Reproduce the stretch from the start of the records through the line containing "[[[116,69],[61,55],[21,164],[97,165],[126,82]]]", with the requests included, and shift every coordinate in the answers up by 9. Give only those lines.

⟨

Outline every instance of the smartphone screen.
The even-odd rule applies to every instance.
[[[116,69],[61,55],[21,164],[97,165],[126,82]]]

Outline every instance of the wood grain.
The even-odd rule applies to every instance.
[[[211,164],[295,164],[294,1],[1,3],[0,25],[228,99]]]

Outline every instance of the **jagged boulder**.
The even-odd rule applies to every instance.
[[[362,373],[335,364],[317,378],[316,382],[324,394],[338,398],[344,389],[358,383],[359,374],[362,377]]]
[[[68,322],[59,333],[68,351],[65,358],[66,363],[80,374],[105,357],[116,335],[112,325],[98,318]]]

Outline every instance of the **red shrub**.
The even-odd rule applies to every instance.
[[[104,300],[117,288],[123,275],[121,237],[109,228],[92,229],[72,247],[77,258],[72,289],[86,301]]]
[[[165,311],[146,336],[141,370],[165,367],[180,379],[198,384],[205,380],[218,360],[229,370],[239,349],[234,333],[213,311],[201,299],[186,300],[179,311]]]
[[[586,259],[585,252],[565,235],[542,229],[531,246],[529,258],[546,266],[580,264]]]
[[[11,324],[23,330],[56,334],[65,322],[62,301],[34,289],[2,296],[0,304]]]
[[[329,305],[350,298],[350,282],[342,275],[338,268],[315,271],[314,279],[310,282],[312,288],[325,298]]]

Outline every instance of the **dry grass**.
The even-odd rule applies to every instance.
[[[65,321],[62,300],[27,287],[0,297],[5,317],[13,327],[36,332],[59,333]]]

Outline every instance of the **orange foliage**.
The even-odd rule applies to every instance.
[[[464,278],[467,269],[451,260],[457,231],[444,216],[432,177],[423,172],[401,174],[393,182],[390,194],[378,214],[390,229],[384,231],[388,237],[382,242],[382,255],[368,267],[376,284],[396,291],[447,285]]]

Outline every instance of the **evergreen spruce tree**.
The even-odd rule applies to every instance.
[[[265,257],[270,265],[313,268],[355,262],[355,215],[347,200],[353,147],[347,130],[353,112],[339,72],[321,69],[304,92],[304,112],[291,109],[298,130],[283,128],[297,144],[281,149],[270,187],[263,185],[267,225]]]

⟩

**EXERCISE RESULT**
Outline every instance of the smartphone screen.
The even-odd rule applies to every instance.
[[[125,78],[70,64],[30,173],[106,174],[135,91]]]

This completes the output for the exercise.